◆ 执行任务
请把下面“来源”中的全部文字一字不改地输出。

◆ 来源
________________________

Two Sum

Example:

Given nums = [2, 7, 11, 15], target = 9,

Because nums[0] + nums[1] = 2 + 7 = 9,
return [0, 1].

#include <bits/stdc++.h>
#include <map>
#include <vector>
using namespace std;

class Solution
{
  public:
    vector<int> twoSum(vector<int> &numbers, int target)
    {
        unordered_map<int, int> hash;
        vector<int> result;
        for (int i = 0; i < numbers.size(); i++)
        {
            int numberToFind = target - numbers[i];
            if (hash.find(numberToFind) != hash.end())
            {
                result.push_back(hash[numberToFind] + 1);
                result.push_back(i + 1);
                return result;
            }
            hash[numbers[i]] = i;
        }
        return result;
    }
};
int main()
{
    vector<int> v;
    int target;
    int num;
    while (cin >> num)
    {
        if (num == 0)

________________________

◆ 所给数据
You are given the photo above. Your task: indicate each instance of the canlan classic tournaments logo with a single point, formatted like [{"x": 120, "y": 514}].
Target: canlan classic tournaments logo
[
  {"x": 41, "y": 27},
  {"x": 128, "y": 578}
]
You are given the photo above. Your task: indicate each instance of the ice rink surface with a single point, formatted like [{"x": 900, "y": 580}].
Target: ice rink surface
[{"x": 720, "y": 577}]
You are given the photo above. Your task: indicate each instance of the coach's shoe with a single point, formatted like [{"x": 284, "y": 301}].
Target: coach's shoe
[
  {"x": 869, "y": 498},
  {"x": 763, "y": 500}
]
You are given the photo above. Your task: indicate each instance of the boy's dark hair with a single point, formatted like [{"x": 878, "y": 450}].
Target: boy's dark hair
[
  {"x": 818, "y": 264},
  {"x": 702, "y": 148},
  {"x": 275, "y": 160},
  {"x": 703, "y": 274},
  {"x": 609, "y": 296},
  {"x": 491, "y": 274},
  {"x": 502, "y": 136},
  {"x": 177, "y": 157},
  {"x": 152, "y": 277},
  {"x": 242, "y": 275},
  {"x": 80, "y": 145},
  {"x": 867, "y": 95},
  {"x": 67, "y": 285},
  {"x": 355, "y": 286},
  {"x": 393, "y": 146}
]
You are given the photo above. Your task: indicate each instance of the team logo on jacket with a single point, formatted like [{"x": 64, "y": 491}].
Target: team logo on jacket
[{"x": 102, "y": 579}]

________________________

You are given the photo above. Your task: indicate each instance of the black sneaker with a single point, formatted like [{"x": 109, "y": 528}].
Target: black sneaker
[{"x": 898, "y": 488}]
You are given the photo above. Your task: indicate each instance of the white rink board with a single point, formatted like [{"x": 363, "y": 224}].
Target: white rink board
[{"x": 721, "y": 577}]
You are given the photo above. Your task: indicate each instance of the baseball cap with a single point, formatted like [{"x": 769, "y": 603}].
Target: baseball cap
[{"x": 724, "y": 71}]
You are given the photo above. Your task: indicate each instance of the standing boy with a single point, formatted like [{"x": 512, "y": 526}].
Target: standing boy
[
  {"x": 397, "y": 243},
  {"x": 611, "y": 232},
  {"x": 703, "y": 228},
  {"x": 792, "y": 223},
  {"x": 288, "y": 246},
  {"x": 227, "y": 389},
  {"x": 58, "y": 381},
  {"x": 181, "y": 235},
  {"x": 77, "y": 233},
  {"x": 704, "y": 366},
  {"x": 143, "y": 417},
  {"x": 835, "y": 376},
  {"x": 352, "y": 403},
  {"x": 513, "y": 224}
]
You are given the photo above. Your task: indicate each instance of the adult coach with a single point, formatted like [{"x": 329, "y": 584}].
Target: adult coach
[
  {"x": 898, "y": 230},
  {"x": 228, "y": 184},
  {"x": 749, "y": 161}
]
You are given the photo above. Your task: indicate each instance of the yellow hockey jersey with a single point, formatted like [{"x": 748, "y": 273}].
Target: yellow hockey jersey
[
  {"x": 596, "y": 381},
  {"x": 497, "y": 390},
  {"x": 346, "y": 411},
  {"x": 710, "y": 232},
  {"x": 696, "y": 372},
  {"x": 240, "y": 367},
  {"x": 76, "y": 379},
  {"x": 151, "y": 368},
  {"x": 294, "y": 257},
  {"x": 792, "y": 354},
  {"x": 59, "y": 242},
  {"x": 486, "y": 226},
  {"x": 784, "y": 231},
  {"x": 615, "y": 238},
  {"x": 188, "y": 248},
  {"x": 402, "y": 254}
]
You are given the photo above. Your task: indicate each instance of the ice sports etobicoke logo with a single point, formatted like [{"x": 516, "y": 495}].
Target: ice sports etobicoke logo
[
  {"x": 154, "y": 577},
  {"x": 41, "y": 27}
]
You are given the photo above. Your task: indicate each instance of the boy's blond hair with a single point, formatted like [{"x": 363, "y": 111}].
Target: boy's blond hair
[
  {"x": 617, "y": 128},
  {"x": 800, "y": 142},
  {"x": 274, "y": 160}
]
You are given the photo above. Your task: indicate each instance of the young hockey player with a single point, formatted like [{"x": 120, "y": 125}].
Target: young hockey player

________________________

◆ 回答
Two Sum

Example:

Given nums = [2, 7, 11, 15], target = 9,

Because nums[0] + nums[1] = 2 + 7 = 9,
return [0, 1].

#include <bits/stdc++.h>
#include <map>
#include <vector>
using namespace std;

class Solution
{
  public:
    vector<int> twoSum(vector<int> &numbers, int target)
    {
        unordered_map<int, int> hash;
        vector<int> result;
        for (int i = 0; i < numbers.size(); i++)
        {
            int numberToFind = target - numbers[i];
            if (hash.find(numberToFind) != hash.end())
            {
                result.push_back(hash[numberToFind] + 1);
                result.push_back(i + 1);
                return result;
            }
            hash[numbers[i]] = i;
        }
        return result;
    }
};
int main()
{
    vector<int> v;
    int target;
    int num;
    while (cin >> num)
    {
        if (num == 0)